**Required task 1:** Set down the section of the Isolation Forest passage below from "where \(E(h(x))\) is" to "high-dimensional ICS data." word for word.

**Reading passage:**

————

Isolation forest classifier

The proposed anomaly detection model uses the Isolation Forest algorithm, visualized in Fig. 2,to identify malicious behavior in real-time smart grid ICS data. The normal and attack data is combined, rows are swapped, and simulated to mimick a real time flow of data with a 0.1s delay. IF isolates anomalies faster due to their unique attributes, using 100 estimators and a contamination rate of 0.1. The model is trained on scaled features and the anomaly labels and scores are assigned via a decision function. Anomalies trigger alerts and mitigation responses, while normal data passes without action. The anomaly score is computed using Eq. (3):

$$\begin{aligned} s(x) = 2^{-\frac{E(h(x))}{c(n)}}, \end{aligned}$$
(3)

where \(E(h(x))\) is the average path length and \(c(n)\) is the expected path length in a dataset of size \(n\). Feature importance is given by Eq. (4):

$$\begin{aligned} FI(j) = \sum _{t \in T} p(t) \Delta h(t, j), \end{aligned}$$
(4)

with \(p(t)\) as the proportion of samples at node \(t\) and \(\Delta h(t, j)\) the path length reduction due to feature \(j\). IF’s \(O(n \log n)\) complexity ensures scalability for high-dimensional ICS data.

————

**Supplied data:**
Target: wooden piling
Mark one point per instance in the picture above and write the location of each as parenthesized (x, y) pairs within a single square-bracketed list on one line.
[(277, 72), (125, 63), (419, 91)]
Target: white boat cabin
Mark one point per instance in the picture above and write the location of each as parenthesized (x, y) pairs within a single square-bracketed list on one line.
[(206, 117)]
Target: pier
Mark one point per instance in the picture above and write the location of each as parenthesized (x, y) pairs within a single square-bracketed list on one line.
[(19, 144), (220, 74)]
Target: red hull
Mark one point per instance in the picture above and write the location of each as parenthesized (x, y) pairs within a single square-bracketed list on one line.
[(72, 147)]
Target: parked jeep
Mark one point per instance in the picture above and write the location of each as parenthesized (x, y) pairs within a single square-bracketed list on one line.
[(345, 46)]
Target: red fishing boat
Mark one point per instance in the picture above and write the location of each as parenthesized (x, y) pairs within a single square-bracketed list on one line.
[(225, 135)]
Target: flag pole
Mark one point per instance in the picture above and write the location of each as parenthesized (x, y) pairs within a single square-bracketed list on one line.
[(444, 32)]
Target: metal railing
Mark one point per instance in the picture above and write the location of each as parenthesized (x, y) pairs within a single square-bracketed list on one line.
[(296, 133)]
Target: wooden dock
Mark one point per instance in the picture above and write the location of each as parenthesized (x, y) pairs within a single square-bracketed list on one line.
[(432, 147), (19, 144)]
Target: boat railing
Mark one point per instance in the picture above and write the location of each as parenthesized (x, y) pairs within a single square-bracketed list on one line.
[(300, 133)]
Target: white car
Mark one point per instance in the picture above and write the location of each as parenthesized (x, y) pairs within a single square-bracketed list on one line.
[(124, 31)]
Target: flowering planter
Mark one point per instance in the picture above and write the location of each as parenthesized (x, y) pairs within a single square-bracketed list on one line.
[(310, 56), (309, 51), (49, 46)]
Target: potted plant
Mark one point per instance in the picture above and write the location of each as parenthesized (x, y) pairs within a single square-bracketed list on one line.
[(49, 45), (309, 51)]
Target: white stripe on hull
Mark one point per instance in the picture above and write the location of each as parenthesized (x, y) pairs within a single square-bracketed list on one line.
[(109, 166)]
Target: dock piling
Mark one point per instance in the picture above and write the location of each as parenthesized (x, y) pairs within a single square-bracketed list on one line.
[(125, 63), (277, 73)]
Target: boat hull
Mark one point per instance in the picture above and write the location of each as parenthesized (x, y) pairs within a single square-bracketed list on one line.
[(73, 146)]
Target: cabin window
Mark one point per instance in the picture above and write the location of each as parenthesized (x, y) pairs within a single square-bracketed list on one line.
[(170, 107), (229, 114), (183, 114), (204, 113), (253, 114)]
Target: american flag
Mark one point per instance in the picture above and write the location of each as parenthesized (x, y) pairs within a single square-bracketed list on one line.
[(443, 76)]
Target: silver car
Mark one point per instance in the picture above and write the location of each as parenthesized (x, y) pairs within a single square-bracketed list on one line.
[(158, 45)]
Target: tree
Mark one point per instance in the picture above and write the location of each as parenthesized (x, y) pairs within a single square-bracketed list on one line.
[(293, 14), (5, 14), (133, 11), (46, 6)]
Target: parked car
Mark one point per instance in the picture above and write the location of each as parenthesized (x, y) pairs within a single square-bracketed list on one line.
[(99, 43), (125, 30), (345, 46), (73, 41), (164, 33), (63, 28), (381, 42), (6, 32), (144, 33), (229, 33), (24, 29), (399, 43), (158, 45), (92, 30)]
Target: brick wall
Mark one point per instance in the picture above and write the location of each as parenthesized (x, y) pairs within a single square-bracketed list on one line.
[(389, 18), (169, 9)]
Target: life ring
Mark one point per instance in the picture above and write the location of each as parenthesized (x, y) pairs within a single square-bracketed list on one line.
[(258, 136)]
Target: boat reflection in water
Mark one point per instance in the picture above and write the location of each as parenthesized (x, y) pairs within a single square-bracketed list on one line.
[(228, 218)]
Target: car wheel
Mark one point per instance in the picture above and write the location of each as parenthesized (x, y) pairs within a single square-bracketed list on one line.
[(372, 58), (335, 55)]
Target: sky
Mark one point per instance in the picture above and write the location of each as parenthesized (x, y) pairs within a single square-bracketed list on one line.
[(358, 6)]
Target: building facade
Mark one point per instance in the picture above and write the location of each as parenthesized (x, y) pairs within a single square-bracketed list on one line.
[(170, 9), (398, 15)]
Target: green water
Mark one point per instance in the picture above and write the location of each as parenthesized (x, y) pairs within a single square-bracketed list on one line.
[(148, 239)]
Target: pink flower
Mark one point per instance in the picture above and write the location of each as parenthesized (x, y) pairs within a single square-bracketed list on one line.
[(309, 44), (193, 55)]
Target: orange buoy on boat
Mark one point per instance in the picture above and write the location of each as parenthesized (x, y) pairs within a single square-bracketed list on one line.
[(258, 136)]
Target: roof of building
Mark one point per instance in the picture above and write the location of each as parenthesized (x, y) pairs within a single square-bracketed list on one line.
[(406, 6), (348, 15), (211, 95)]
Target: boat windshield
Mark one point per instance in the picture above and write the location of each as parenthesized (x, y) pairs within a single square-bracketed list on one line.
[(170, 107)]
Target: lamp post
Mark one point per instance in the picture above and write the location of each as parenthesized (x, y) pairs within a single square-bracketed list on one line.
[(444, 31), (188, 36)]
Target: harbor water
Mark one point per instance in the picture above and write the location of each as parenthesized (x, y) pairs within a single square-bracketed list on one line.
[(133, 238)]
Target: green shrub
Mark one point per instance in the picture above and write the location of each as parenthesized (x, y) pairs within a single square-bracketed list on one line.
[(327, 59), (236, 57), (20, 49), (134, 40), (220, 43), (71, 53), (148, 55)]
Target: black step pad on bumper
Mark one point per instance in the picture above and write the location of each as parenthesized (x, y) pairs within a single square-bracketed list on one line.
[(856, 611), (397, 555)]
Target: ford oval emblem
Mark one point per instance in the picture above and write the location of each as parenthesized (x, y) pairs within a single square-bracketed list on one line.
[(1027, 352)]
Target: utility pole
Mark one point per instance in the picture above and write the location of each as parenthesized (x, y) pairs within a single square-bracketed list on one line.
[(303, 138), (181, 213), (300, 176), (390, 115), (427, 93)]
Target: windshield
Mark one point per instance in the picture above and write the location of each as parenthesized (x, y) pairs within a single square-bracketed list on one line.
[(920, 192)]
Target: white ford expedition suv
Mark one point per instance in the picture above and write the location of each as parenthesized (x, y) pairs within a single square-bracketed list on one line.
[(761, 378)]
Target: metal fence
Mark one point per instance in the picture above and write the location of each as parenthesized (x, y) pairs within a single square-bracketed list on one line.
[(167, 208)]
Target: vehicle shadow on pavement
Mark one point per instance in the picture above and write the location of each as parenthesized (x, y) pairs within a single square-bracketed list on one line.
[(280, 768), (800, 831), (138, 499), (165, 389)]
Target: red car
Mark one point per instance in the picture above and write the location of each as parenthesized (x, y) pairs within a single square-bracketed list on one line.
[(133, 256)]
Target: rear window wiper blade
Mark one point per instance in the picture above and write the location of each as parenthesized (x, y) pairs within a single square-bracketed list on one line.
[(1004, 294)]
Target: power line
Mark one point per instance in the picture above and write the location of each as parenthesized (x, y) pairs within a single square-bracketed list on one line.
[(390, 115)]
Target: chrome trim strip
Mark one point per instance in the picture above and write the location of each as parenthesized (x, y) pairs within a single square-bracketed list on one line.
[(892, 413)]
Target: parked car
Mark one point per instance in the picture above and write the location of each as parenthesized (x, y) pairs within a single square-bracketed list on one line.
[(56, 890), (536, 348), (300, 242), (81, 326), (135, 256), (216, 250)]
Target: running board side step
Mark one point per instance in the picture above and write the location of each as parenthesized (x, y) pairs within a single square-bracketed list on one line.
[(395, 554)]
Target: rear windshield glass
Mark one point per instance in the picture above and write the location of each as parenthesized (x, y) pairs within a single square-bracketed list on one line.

————

**Required task 2:** Output the lines of the records above as a JSON list of strings, one string per line, from the line with "Target: ford oval emblem" to the line with "[(920, 192)]", both included, leaving out any blank lines.

**Expected answer 1:**
where \(E(h(x))\) is the average path length and \(c(n)\) is the expected path length in a dataset of size \(n\). Feature importance is given by Eq. (4):

$$\begin{aligned} FI(j) = \sum _{t \in T} p(t) \Delta h(t, j), \end{aligned}$$
(4)

with \(p(t)\) as the proportion of samples at node \(t\) and \(\Delta h(t, j)\) the path length reduction due to feature \(j\). IF’s \(O(n \log n)\) complexity ensures scalability for high-dimensional ICS data.

**Expected answer 2:**
[
  "Target: ford oval emblem",
  "Mark one point per instance in the picture above and write the location of each as parenthesized (x, y) pairs within a single square-bracketed list on one line.",
  "[(1027, 352)]",
  "Target: utility pole",
  "Mark one point per instance in the picture above and write the location of each as parenthesized (x, y) pairs within a single square-bracketed list on one line.",
  "[(303, 138), (181, 213), (300, 176), (390, 115), (427, 93)]",
  "Target: windshield",
  "Mark one point per instance in the picture above and write the location of each as parenthesized (x, y) pairs within a single square-bracketed list on one line.",
  "[(920, 192)]"
]